Edit every one of the items below so that "position" becomes "location", leaving all other text unchanged.

RECORDS PROVIDED
- - - - - - -

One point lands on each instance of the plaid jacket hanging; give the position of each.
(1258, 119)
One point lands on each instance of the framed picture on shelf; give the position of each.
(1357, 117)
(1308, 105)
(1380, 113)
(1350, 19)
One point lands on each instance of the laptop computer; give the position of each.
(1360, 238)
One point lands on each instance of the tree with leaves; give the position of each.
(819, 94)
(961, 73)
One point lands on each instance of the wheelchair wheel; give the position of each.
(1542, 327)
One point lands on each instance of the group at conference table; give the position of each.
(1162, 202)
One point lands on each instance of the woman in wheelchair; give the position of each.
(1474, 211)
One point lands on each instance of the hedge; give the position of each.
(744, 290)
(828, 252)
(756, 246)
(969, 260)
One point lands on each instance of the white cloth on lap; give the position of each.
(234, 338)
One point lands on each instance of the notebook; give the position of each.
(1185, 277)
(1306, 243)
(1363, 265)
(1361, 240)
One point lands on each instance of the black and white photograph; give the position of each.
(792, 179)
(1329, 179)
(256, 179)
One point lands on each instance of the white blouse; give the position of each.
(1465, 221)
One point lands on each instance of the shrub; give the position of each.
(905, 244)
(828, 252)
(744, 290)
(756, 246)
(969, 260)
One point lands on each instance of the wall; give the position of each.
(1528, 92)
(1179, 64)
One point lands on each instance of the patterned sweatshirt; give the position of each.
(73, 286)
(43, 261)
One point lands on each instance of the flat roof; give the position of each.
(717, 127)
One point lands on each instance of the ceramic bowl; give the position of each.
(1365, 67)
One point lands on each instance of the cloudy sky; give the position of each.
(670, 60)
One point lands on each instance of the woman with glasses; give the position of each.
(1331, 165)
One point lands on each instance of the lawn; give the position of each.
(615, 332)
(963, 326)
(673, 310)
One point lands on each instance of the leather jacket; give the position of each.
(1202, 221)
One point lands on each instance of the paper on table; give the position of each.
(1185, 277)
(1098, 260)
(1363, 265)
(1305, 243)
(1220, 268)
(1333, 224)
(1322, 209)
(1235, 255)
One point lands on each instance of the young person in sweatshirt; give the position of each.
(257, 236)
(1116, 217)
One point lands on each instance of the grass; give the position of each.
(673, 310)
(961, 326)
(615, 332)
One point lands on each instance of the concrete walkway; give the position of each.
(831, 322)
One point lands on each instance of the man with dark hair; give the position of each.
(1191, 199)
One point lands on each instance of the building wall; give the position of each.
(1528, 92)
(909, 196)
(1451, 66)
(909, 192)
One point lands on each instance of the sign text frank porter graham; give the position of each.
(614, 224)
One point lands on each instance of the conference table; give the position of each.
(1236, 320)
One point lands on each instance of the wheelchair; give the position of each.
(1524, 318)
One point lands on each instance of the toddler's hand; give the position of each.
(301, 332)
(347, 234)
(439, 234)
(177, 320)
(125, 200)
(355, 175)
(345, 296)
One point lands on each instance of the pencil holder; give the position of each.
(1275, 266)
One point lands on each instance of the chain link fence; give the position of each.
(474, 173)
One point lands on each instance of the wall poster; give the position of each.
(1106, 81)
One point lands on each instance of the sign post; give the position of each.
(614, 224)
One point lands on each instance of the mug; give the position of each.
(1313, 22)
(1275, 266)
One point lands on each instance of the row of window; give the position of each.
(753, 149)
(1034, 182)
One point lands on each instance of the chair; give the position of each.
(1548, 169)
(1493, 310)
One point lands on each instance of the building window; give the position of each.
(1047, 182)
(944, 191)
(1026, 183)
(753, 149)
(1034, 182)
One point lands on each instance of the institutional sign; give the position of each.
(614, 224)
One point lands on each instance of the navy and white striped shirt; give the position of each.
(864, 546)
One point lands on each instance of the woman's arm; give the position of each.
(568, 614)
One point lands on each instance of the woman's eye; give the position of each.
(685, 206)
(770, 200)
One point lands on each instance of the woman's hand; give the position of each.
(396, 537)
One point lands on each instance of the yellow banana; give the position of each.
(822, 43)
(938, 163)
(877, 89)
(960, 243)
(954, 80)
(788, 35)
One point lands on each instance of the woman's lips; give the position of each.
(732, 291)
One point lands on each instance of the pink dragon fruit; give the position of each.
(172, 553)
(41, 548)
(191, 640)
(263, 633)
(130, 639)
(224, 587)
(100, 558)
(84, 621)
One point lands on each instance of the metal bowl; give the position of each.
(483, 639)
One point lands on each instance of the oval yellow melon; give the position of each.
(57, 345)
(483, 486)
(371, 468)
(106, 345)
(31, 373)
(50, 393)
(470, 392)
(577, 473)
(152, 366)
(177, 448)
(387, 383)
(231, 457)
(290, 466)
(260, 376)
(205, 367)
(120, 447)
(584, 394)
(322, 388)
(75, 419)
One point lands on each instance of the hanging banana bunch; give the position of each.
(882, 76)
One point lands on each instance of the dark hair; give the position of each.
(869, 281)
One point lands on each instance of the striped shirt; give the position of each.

- - - - - - -

RESULT
One point lands on each instance of the plaid jacket hanging; give the location of each.
(1258, 119)
One point lands on each instance of the framed picture on shelf; give the location of each.
(1357, 117)
(1308, 105)
(1380, 113)
(1350, 19)
One point lands on each instance of the laptop computer; give the location of each.
(1360, 238)
One point lands on each instance of the tree with leaves; give the location of each.
(819, 94)
(961, 73)
One point lands on each instance of the wheelchair wheel; give the location of each.
(1542, 327)
One point lands on each instance of the group at conference table; give the location of each.
(1162, 202)
One point lands on each instance of the woman in wheelchair; give the location of each.
(1474, 211)
One point lands on each instance of the hedge; give the location of each.
(744, 290)
(828, 252)
(756, 246)
(969, 260)
One point lands on each instance of the white cloth on lap; give the location of each.
(234, 338)
One point lands on each instance of the notebook; give the location of each.
(1185, 277)
(1306, 243)
(1363, 265)
(1361, 240)
One point lands on each instance of the black and white photograph; give the location of each.
(792, 179)
(1329, 179)
(256, 179)
One point lands on each instance of the white blouse; give the location of each.
(1465, 221)
One point lands on each instance of the shrub; give the location of each.
(905, 244)
(828, 252)
(744, 290)
(756, 246)
(969, 260)
One point lands on each instance of the wall; give the location of each.
(1528, 92)
(1179, 64)
One point lands on each instance of the patterned sweatshirt; give the location of each.
(73, 286)
(43, 261)
One point lands on each instance of the flat roof; give the location of each.
(717, 127)
One point lands on each instance of the ceramic bowl; give the location of each.
(1365, 67)
One point lands on each instance of the cloudy sky; give the location of each.
(670, 60)
One point lands on each instance of the woman with glasses; give the location of each.
(1331, 165)
One point lands on each instance of the lawn; give the location of each.
(615, 332)
(963, 326)
(673, 310)
One point lands on each instance of the leather jacket; give the location of each.
(1202, 221)
One point lands on each instance of the paper on table; give the location of each.
(1185, 277)
(1098, 260)
(1363, 265)
(1305, 243)
(1220, 268)
(1333, 224)
(1322, 209)
(1235, 255)
One point lands on each instance of the young person in sweatshirt; give the location of each.
(257, 236)
(1116, 217)
One point lands on each instance of the grass; give the location of each.
(673, 310)
(961, 326)
(615, 332)
One point lands on each instance of the concrete walkway; give the location of each.
(831, 322)
One point lands on each instance of the man with dark hair; give the location of each.
(1191, 199)
One point lands on each instance of the building wall; give the location of each.
(1528, 92)
(909, 196)
(1451, 66)
(909, 192)
One point lands on each instance of the sign text frank porter graham; give the location of each.
(614, 224)
One point lands on each instance of the conference table; give the location of each.
(1236, 320)
One point lands on each instance of the wheelchair; give the location of each.
(1524, 318)
One point lands on each instance of the toddler's hand; give the location of each.
(301, 332)
(347, 234)
(439, 234)
(177, 320)
(125, 200)
(355, 175)
(345, 296)
One point lands on each instance of the pencil holder; give the location of each.
(1275, 266)
One point lands on each instance of the chain link fence; give the location of each.
(474, 173)
One point lands on each instance of the wall poster; give the location of each.
(1106, 81)
One point lands on each instance of the sign post; give the location of each.
(614, 224)
One point lands on each instance of the mug; give the location of each.
(1313, 22)
(1275, 266)
One point lands on each instance of the row of window; give the location of each.
(753, 149)
(1034, 182)
One point lands on each instance of the chair; give the location of each.
(1548, 169)
(1493, 310)
One point lands on each instance of the building window; give the location of each.
(1047, 182)
(944, 191)
(1026, 183)
(753, 149)
(1034, 182)
One point lands on each instance of the institutional sign; give the location of each.
(614, 224)
One point lands on each instance of the navy and white striped shirt; give the location of each.
(864, 546)
One point lands on each instance of the woman's arm; give the location of each.
(568, 614)
One point lands on each instance of the woman's eye; give the location of each.
(685, 206)
(770, 200)
One point lands on each instance of the woman's hand; give the location of each.
(396, 537)
One point lands on each instance of the yellow banana; give the location of each.
(822, 43)
(938, 163)
(877, 89)
(960, 243)
(954, 80)
(788, 35)
One point lands on each instance of the woman's lips; give the location of each.
(732, 291)
One point lands on each instance of the pink dragon fruit; give the location of each.
(172, 553)
(41, 548)
(191, 640)
(263, 633)
(130, 639)
(224, 587)
(100, 558)
(84, 621)
One point lands on each instance of the metal bowl; give the location of each.
(483, 639)
One point lands on each instance of the oval yellow melon; give the location of each.
(57, 345)
(483, 486)
(371, 468)
(106, 345)
(31, 373)
(50, 393)
(470, 392)
(577, 473)
(152, 366)
(177, 448)
(387, 383)
(231, 457)
(290, 466)
(260, 376)
(205, 367)
(120, 447)
(584, 394)
(322, 388)
(75, 419)
One point lands on each instance of the hanging banana bunch; give the location of each.
(882, 76)
One point lands on each instance of the dark hair; give the location of each.
(869, 281)
One point lands on each instance of the striped shirt; give the location of each.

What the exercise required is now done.